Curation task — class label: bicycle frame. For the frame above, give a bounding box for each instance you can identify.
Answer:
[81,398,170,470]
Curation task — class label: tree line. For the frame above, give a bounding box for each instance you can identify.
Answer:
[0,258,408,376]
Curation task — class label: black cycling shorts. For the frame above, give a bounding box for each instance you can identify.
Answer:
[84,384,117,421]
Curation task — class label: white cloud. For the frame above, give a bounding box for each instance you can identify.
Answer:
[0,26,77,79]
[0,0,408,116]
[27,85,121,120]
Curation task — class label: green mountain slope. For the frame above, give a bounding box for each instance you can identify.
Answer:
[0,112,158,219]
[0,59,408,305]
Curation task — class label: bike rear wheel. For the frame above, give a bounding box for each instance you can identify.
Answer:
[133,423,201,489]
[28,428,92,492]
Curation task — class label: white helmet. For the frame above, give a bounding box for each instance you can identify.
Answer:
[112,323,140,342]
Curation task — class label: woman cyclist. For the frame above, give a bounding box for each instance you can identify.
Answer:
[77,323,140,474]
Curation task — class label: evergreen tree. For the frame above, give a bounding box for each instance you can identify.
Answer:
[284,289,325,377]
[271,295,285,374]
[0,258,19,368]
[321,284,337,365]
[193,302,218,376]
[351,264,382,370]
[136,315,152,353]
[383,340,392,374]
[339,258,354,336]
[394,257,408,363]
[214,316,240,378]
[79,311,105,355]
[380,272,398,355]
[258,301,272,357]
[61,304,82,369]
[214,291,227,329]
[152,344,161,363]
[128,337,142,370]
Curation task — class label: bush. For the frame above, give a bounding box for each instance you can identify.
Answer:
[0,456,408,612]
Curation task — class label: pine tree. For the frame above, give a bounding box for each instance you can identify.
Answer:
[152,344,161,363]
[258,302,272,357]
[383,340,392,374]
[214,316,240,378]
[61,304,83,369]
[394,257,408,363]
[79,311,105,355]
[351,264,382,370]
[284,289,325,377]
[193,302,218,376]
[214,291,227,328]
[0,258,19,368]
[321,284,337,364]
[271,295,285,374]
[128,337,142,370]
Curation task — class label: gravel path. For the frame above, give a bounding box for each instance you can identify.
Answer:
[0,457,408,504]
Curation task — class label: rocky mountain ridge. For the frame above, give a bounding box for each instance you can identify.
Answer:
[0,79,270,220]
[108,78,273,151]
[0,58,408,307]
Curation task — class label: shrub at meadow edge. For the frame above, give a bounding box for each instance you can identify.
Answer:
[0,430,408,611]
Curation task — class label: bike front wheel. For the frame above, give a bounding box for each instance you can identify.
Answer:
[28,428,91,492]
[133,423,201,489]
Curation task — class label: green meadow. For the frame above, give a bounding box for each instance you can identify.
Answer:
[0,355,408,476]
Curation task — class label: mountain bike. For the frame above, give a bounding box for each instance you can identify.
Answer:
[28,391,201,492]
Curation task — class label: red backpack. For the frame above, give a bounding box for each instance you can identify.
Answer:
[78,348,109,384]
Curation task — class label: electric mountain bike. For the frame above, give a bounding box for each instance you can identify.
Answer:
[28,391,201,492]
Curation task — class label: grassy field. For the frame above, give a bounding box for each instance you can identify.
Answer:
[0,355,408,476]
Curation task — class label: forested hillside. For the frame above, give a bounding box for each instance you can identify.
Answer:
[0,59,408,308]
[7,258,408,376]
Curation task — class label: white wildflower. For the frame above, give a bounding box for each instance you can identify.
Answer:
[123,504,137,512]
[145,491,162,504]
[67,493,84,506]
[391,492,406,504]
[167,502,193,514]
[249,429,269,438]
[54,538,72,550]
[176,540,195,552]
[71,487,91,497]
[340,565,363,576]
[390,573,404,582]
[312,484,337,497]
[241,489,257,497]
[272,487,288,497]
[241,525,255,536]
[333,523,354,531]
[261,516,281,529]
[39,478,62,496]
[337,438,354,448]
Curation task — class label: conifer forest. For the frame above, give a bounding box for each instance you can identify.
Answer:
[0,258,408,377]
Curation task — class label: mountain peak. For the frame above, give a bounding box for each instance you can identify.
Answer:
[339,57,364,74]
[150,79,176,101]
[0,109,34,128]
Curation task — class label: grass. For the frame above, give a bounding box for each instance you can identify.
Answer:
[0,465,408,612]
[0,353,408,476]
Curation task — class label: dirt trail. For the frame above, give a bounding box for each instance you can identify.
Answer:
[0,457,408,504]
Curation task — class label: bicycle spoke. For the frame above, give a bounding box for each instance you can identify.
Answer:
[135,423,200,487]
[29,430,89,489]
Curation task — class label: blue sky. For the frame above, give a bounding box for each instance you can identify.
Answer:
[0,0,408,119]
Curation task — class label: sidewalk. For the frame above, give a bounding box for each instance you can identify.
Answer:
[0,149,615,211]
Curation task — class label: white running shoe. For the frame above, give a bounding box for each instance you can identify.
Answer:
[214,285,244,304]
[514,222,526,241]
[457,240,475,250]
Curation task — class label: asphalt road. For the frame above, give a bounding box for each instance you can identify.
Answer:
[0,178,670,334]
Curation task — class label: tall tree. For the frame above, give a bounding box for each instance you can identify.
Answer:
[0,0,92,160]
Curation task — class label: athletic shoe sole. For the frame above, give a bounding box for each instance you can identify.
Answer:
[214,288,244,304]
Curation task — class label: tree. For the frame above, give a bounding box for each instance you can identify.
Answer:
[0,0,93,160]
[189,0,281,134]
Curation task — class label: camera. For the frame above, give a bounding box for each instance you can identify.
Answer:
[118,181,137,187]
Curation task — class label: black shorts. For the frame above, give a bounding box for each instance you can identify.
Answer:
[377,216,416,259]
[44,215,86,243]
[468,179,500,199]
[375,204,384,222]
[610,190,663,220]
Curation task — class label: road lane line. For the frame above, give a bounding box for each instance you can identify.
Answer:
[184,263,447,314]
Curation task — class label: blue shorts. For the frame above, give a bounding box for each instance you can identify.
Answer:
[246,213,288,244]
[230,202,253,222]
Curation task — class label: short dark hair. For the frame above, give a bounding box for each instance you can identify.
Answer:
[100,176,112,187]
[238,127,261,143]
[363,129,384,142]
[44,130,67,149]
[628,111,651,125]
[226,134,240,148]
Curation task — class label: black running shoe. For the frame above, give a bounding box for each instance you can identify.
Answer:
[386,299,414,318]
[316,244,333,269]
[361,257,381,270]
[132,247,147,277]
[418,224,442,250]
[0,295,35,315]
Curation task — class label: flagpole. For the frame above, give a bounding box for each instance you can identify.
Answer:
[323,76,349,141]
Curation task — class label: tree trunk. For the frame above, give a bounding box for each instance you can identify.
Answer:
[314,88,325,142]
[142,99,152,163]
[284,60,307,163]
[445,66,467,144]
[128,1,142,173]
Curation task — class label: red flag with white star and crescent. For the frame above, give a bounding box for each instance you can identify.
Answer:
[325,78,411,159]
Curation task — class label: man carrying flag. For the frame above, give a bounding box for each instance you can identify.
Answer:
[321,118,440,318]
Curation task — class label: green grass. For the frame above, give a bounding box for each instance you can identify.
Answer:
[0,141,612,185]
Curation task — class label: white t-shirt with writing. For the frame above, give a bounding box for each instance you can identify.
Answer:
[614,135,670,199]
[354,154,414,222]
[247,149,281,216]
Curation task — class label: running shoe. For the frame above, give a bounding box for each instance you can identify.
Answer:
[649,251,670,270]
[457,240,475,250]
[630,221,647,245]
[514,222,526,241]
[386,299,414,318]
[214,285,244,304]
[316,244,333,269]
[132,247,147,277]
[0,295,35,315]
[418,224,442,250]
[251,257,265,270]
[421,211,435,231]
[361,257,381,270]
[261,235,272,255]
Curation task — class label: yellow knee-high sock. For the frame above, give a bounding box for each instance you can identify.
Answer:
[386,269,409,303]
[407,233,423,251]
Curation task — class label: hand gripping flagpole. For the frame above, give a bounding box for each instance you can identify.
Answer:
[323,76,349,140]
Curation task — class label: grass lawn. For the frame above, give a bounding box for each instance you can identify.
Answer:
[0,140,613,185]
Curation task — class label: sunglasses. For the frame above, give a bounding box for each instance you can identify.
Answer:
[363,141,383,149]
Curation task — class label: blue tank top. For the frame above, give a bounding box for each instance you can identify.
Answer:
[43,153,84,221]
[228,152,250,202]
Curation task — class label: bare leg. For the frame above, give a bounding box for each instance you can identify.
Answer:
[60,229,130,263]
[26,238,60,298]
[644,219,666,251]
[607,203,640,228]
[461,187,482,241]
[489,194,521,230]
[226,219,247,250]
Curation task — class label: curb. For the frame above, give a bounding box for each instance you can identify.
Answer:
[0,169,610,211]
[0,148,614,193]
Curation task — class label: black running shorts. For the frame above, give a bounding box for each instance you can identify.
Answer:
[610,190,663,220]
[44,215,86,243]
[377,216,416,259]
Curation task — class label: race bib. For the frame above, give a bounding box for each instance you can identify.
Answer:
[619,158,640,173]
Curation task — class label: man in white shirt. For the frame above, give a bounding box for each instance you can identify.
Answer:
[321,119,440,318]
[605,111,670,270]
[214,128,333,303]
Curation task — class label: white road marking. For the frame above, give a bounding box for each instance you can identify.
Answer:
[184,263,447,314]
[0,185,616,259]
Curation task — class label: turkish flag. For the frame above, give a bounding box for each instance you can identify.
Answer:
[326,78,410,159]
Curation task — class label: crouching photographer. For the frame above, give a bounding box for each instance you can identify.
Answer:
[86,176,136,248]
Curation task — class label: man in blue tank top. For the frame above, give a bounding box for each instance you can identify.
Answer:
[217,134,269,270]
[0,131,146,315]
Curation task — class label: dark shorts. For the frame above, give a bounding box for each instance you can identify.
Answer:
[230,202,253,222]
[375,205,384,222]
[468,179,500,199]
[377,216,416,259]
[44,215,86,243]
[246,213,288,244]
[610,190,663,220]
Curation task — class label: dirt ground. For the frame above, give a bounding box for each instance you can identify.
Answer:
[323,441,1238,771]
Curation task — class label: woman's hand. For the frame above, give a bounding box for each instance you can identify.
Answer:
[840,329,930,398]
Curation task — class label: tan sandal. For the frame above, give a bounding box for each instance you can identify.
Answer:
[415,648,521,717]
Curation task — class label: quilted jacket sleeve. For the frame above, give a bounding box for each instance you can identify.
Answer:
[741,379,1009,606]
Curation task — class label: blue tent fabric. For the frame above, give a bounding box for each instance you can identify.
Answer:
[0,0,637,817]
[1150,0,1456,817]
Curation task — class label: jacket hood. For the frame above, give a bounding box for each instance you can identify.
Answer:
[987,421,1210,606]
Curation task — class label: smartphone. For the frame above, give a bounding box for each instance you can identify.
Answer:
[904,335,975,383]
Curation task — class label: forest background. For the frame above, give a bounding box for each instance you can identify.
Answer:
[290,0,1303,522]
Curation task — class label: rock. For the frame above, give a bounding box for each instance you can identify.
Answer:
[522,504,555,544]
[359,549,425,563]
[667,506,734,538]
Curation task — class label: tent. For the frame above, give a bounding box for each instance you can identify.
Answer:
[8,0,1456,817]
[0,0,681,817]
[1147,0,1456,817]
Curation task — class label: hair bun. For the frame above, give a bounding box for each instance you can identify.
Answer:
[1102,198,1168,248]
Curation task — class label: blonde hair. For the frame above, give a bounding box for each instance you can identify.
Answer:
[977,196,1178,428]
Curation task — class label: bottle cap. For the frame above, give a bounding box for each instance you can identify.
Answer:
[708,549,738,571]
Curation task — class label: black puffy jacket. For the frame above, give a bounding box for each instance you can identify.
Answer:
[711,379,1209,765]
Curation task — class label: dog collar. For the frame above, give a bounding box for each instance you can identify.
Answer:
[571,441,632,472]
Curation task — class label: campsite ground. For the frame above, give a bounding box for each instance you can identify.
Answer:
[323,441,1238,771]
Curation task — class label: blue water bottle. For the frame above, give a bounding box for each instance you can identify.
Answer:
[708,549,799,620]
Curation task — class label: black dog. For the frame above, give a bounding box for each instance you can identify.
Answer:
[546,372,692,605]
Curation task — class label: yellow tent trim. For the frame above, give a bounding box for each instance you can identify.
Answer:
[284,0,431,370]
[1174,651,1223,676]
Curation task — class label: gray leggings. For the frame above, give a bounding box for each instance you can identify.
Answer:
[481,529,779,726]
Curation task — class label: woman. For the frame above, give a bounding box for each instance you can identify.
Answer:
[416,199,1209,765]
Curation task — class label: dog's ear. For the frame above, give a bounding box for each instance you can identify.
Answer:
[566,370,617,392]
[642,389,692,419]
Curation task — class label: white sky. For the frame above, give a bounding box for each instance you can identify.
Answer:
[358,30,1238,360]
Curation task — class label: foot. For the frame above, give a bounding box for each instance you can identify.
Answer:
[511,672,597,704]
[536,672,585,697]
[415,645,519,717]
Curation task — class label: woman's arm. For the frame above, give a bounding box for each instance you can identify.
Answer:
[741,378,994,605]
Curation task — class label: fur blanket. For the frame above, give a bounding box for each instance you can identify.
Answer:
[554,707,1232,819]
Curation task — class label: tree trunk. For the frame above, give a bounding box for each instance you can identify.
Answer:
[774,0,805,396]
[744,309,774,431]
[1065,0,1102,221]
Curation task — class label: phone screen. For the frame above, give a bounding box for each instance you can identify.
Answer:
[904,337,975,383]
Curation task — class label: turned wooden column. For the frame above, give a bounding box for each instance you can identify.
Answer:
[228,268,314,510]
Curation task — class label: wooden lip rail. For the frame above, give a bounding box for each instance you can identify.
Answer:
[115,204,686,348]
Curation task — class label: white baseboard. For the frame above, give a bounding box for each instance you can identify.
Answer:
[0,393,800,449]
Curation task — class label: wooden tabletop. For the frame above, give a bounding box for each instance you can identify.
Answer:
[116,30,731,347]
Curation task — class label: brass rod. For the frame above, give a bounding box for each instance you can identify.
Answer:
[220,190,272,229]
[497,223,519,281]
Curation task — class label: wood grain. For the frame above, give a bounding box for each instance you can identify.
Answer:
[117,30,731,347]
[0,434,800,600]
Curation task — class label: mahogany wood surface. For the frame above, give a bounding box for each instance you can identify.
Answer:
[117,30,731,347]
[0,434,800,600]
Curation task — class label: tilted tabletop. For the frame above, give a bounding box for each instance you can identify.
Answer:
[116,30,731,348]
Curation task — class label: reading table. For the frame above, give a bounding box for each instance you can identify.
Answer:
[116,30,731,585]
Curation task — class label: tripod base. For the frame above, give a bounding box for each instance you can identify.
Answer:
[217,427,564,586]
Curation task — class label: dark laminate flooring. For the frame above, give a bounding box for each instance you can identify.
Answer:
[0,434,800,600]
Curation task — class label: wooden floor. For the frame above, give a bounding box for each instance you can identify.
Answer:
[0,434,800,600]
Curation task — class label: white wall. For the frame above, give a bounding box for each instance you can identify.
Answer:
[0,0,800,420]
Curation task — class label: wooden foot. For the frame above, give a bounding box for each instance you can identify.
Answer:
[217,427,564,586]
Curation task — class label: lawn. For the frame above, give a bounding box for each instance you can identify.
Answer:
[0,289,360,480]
____
→ Objective: Add 70 to every number in the bounding-box coordinates of the answers, then give all the lines again, requests included, from the start of the rows through the line holding "[0,258,408,376]", inclusive.

→ Written answer:
Curation task — class label: bicycle frame. For the frame above, give a bounding box for each instance you can identify.
Answer:
[151,468,240,540]
Curation task — class label: tree line. For the frame above, give a bounding box for each instance you can identify.
Answer:
[70,328,478,446]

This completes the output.